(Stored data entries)
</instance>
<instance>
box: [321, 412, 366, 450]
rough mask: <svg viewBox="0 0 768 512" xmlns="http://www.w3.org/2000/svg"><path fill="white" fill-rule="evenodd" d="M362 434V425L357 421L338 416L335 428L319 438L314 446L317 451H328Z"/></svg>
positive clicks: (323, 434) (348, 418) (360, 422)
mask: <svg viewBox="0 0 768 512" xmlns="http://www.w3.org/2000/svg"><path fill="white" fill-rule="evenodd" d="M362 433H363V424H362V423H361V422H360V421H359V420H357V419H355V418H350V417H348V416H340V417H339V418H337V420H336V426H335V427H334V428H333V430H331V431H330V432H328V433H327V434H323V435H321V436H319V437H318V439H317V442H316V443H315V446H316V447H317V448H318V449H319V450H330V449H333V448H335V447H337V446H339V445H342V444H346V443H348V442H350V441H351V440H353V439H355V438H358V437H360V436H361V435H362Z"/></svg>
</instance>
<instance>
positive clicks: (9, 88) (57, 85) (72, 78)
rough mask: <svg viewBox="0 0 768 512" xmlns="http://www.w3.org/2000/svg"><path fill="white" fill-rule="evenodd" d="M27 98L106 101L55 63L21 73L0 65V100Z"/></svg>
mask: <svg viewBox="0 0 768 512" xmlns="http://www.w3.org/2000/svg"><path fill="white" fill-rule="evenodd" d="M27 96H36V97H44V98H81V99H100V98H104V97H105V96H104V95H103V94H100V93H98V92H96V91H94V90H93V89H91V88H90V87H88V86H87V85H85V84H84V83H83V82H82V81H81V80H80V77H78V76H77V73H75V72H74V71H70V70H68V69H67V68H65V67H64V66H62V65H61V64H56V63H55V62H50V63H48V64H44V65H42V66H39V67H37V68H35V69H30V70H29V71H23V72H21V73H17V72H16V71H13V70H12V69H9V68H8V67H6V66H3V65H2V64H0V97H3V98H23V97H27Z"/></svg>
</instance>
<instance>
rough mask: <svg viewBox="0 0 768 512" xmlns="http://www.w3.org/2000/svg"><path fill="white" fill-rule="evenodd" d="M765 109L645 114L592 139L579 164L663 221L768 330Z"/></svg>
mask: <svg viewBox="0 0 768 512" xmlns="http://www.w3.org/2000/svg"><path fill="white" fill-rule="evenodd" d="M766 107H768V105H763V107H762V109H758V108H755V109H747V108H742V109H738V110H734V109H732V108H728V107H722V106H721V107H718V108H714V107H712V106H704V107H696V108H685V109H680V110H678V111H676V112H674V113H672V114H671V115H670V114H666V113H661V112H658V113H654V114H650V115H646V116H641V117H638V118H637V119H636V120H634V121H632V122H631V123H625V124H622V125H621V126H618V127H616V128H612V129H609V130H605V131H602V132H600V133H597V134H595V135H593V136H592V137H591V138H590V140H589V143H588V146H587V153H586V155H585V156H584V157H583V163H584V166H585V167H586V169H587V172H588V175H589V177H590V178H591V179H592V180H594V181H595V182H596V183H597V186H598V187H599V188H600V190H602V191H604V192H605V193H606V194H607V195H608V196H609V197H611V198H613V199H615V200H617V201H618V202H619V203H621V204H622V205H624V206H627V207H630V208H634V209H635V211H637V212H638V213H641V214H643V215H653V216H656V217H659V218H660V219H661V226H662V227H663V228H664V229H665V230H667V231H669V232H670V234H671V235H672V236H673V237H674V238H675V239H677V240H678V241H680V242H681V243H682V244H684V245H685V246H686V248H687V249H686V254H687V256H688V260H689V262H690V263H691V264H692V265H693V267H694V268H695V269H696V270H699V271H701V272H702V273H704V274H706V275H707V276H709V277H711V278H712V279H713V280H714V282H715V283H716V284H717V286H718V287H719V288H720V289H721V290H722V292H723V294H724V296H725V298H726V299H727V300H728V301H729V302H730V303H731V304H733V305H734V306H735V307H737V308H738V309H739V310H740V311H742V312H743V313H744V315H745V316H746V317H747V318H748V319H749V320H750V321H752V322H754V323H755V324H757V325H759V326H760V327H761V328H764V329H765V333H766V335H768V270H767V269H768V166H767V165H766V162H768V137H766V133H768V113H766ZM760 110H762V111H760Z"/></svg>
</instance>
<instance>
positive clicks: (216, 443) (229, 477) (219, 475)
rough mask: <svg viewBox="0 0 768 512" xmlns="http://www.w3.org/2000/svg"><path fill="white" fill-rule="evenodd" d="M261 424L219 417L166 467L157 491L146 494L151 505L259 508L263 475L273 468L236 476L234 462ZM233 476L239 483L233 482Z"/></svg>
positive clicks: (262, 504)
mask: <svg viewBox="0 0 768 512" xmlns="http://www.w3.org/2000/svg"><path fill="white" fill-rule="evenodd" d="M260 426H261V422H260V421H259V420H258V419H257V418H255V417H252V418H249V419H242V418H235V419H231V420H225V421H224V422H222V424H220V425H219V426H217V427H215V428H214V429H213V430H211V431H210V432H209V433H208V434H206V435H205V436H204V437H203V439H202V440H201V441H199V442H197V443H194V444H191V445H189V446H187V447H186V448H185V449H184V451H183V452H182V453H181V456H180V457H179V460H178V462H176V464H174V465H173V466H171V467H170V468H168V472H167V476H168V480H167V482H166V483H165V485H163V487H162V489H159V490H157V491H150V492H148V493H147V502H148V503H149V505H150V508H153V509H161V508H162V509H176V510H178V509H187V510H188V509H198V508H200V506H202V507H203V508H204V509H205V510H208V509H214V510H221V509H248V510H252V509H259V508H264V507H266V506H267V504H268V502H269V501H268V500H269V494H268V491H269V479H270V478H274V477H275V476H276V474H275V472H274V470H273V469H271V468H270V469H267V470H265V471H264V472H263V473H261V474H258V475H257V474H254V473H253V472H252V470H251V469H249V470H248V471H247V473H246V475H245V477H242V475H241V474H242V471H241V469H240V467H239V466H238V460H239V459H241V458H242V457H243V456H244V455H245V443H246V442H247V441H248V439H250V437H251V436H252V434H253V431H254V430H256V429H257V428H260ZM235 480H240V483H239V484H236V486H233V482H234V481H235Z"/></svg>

=== Task objective ===
Retype the records in full, keeping every word as it is.

=== Your solution ===
</instance>
<instance>
box: [321, 412, 366, 450]
rough mask: <svg viewBox="0 0 768 512" xmlns="http://www.w3.org/2000/svg"><path fill="white" fill-rule="evenodd" d="M362 434V425L357 421L338 416L335 428L319 438L314 446L317 451H328Z"/></svg>
positive clicks: (323, 434) (348, 418) (360, 422)
mask: <svg viewBox="0 0 768 512" xmlns="http://www.w3.org/2000/svg"><path fill="white" fill-rule="evenodd" d="M362 433H363V424H362V423H361V422H360V421H359V420H357V419H355V418H350V417H348V416H340V417H339V418H337V420H336V426H335V427H334V428H333V430H331V431H330V432H328V433H327V434H323V435H321V436H319V437H318V439H317V442H316V443H315V446H316V447H317V448H318V449H319V450H330V449H333V448H335V447H337V446H339V445H342V444H346V443H348V442H350V441H351V440H353V439H355V438H358V437H360V436H361V435H362Z"/></svg>
</instance>
<instance>
positive clicks: (9, 88) (57, 85) (72, 78)
rough mask: <svg viewBox="0 0 768 512" xmlns="http://www.w3.org/2000/svg"><path fill="white" fill-rule="evenodd" d="M27 98L106 101L55 63L21 73L0 65V100Z"/></svg>
mask: <svg viewBox="0 0 768 512" xmlns="http://www.w3.org/2000/svg"><path fill="white" fill-rule="evenodd" d="M27 96H36V97H44V98H81V99H100V98H104V97H105V96H104V95H103V94H100V93H98V92H96V91H94V90H93V89H91V88H90V87H88V86H87V85H85V84H84V83H83V82H82V81H81V80H80V77H78V76H77V73H75V72H74V71H70V70H68V69H67V68H65V67H64V66H62V65H61V64H56V63H55V62H50V63H48V64H44V65H42V66H39V67H37V68H35V69H30V70H29V71H23V72H21V73H17V72H16V71H13V70H12V69H9V68H8V67H6V66H3V65H2V64H0V97H3V98H23V97H27Z"/></svg>
</instance>
<instance>
rough mask: <svg viewBox="0 0 768 512" xmlns="http://www.w3.org/2000/svg"><path fill="white" fill-rule="evenodd" d="M765 109L645 114L592 139L579 164L663 221L768 330Z"/></svg>
mask: <svg viewBox="0 0 768 512" xmlns="http://www.w3.org/2000/svg"><path fill="white" fill-rule="evenodd" d="M766 107H768V105H763V107H762V109H758V108H755V109H747V108H742V109H738V110H734V109H732V108H728V107H722V106H721V107H718V108H714V107H712V106H704V107H696V108H685V109H680V110H678V111H676V112H674V113H672V114H671V115H670V114H666V113H661V112H658V113H654V114H650V115H646V116H641V117H638V118H637V119H636V120H634V121H632V122H631V123H625V124H622V125H621V126H618V127H616V128H612V129H609V130H605V131H602V132H600V133H597V134H595V135H593V136H592V137H591V138H590V140H589V143H588V146H587V153H586V155H585V156H584V157H583V163H584V166H585V167H586V169H587V172H588V175H589V177H590V178H591V179H592V180H594V181H595V182H596V183H597V186H598V187H599V188H600V190H602V191H604V192H605V193H606V194H607V195H608V196H609V197H611V198H613V199H615V200H617V201H618V202H619V203H621V204H622V205H624V206H627V207H630V208H634V209H635V211H637V212H638V213H641V214H643V215H653V216H656V217H659V218H660V219H661V226H662V227H663V228H664V229H665V230H667V231H669V232H670V234H671V235H672V236H673V237H674V238H675V239H677V240H678V241H680V242H681V243H682V244H684V245H685V246H686V248H687V249H686V254H687V256H688V260H689V262H690V263H691V264H692V265H693V267H694V268H695V269H696V270H699V271H701V272H702V273H704V274H706V275H707V276H709V277H711V278H712V279H713V280H714V282H715V283H716V284H717V286H718V287H719V288H720V289H721V290H722V292H723V294H724V296H725V298H726V299H727V300H728V301H729V302H730V303H731V304H733V305H734V306H735V307H737V308H738V309H739V310H740V311H742V312H743V313H744V315H745V316H746V317H747V318H748V319H749V320H750V321H752V322H754V323H755V324H757V325H759V326H760V327H761V328H764V329H765V333H766V335H768V270H767V269H768V166H767V165H766V162H768V137H766V133H768V113H766ZM760 110H762V111H760Z"/></svg>
</instance>
<instance>
positive clicks: (216, 443) (229, 477) (219, 475)
rough mask: <svg viewBox="0 0 768 512" xmlns="http://www.w3.org/2000/svg"><path fill="white" fill-rule="evenodd" d="M261 424L219 417L166 467L157 491L146 494L151 505L259 508L263 475L273 468L236 476L234 462ZM233 476L239 483L233 482Z"/></svg>
positive clicks: (262, 504)
mask: <svg viewBox="0 0 768 512" xmlns="http://www.w3.org/2000/svg"><path fill="white" fill-rule="evenodd" d="M260 426H261V422H260V421H259V420H258V419H257V418H255V417H252V418H249V419H242V418H235V419H231V420H225V421H224V422H222V424H220V425H219V426H217V427H215V428H214V429H213V430H211V431H210V432H209V433H208V434H206V435H205V436H204V437H203V439H202V440H201V441H199V442H197V443H194V444H191V445H189V446H187V447H186V448H185V449H184V451H183V452H182V453H181V456H180V457H179V460H178V462H176V464H174V465H173V466H171V467H170V468H168V472H167V476H168V480H167V482H166V483H165V485H163V487H162V489H159V490H157V491H150V492H148V493H147V502H148V503H149V505H150V508H153V509H161V508H162V509H176V510H178V509H187V510H188V509H198V508H200V506H202V507H203V508H204V509H205V510H208V509H214V510H221V509H248V510H252V509H259V508H264V507H266V506H267V504H268V502H269V501H268V500H269V494H268V491H269V479H270V478H274V477H275V476H276V474H275V472H274V470H273V469H271V468H270V469H267V470H265V471H264V472H263V473H261V474H258V475H257V474H254V473H253V472H252V470H251V469H249V470H248V471H247V473H246V475H245V477H242V475H241V474H242V471H241V469H240V467H239V466H238V460H239V459H241V458H242V457H243V456H244V455H245V443H246V442H247V441H248V439H250V437H251V436H252V434H253V431H254V430H256V429H257V428H260ZM235 480H240V483H239V484H236V486H233V482H234V481H235Z"/></svg>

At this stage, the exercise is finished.